— Source excerpt —

Thus, whatever this strange "eponymous committee" was, it brought together elements of the Propaganda network, Aginter Press, the WACL and street level organizations such as the Front de la Jeunesse, the NEM Clubs, the WNP and the VMO. And of course Aginter Press, the Propaganda lodges and the WACL were all extensively linked to Operation Gladio.
And that brings us to another mysterious organization that was ever so briefly addressed in part four: the above-mentioned AESP, which stands for Academie Europeenne des Sciences Politiques.
The Academy, as it is often referred to, was an offshoot of the Pan-European movement that began to emerge in the wake of the Second World War. There were several different organizations with varying agendas involved in the early days. Probably the most well-known is the European Movement (EM), sponsored by the Polish exile Dr. Joseph Retinger. According to David Teacher in Rogue Agents, the chief source of funding for the EM was the American Committee on a United Europe (ACUE). The ACUE was chaired by Bill Donovan, the head of the OSS, the WWII predecessor of the CIA. Other key figures in the ACUE included future CIA directors General Walter Bedell Smith and Allen Dulles. Bedell Smith and Retinger were also involved in the creation of the Bilderberg Group, which was closely aligned to the EM group and affiliated organizations such as the Congress for Cultural Freedom (CCF).
|Archduke Otto von Habsburg|
"... a longstanding Belgian contact of Habsburg's - Florimond Damman. Damman was a key Belgian linkman, representing together with a few close friends the Belgian end of almost all the international right-wing networks - PEU, CEDI and WACL. Damman had been a close associate of Habsburg's since at least 1962, when Damman served as Secretary of the Belgian PEU section, Action pour l'Europe Nouvelle et l'Expansion Atlantique (AENA), before rising to become Chairman of the International Events Committee on the Central Council of the PEU in 1966 alongside PEU Vice-Presidents Habsburg and Biggs-Davison, Brussels-based PEU International Secretary and former Counsellor at the EEC Vittorio Pons and Pons's deputy and close associate of Damman, Belgian Baron Bernard de Marcken de Merken.
"Damman's chairmanship of the PEU International Events Committee reflected his ceaseless energy in networking amongst the European Right – he would ultimately die of apoplexy at the height of his powers. One particular form this dynamism took early on was the organisation of banquets, Charlemagne Grand Dinners as Damman called them, to bring together representatives and personalities from the fragmented paneuropean movements... By 1969, the Belgian PEU group would again change name to become the Mouvement d'Action pour l'Union Européenne (MAUE), but would still be run by Damman who liaised with the Habsburg-Sánchez Bella group CEDI as a close personal friend of Sánchez Bella.

— Work instructions —
a – Reproduce the records word for word, starting with the line containing "of the mountain" and going on through the last line of the records.
b – Write a continuation of the excerpt on postwar pan-European and right-wing political networks, picking up after its final sentence.
The excerpt about postwar European political networks and the records that follow it are unrelated material.

(Entries pointing to named objects)
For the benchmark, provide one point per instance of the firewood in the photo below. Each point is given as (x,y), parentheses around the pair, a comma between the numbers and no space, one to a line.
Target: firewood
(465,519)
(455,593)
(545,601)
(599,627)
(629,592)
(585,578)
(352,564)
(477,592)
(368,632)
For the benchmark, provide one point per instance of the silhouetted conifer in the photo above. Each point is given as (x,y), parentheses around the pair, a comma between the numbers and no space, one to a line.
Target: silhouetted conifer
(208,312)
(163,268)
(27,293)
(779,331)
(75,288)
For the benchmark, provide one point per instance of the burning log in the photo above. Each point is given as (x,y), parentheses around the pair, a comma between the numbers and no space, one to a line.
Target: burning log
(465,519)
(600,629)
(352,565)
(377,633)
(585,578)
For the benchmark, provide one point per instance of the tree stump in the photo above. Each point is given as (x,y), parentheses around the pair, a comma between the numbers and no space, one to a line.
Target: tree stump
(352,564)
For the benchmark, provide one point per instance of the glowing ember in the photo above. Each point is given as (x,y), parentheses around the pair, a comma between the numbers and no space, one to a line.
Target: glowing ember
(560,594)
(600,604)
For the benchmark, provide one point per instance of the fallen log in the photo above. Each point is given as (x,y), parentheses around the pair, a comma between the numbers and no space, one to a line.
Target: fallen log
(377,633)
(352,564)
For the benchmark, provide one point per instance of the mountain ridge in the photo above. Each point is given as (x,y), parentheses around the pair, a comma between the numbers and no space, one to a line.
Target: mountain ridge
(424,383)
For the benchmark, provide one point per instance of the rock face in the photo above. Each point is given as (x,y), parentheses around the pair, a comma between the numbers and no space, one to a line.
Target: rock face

— Answer list —
a –
For the benchmark, provide one point per instance of the mountain ridge in the photo above. Each point is given as (x,y), parentheses around the pair, a comma between the numbers and no space, one to a line.
Target: mountain ridge
(424,383)
For the benchmark, provide one point per instance of the rock face in the photo above. Each point is given as (x,y), parentheses around the pair, a comma between the numbers and no space, one to a line.
Target: rock face

b –
"The Belgian section of CEDI was run by Damman's close associate Paul Vankerkhoven, who served on CEDI's International Council and also acted as Damman's Vice-President within the PEU section MAUE. The two men would develop a series of right-wing groups, the earliest being the Belgian section of the Ligue Internationale de la Liberté (LIL), founded by Vankerkhoven in 1966, soon to be the Belgian chapter of WACL..."
(Rogue Agents, David Teacher, pgs. 45-46)
|Belgian WACL head Paul Vankerhoven, a long time associate of Damman|
"... another club, set up by Florimond Damman in January 1969, the Académie Européenne des SciencesPolitiques (AESP). Damman was Secretary-for-life of the AESP; Vankerkhoven served as a member of the AESP organising core, the Permanent Delegation. The AESP would continue the tradition of organising the Charlemagne Grand Dinners and act as a right-wing clearing house...
"Besides bringing together the fragmented forces of national right-wing groups, another intention behind the fledgling Academy was to absorb the other transnational European right-wing movements, particularly CEDI and the PEU, the latter being based in Brussels since 1965. Whilst these two organisations would continue to exist, the AESP would act as a forum for a meeting of minds between fractions within both international groups. This goal of integrating the movements working for European union was in part due to a latent power struggle between political positions and personalities in European federalism."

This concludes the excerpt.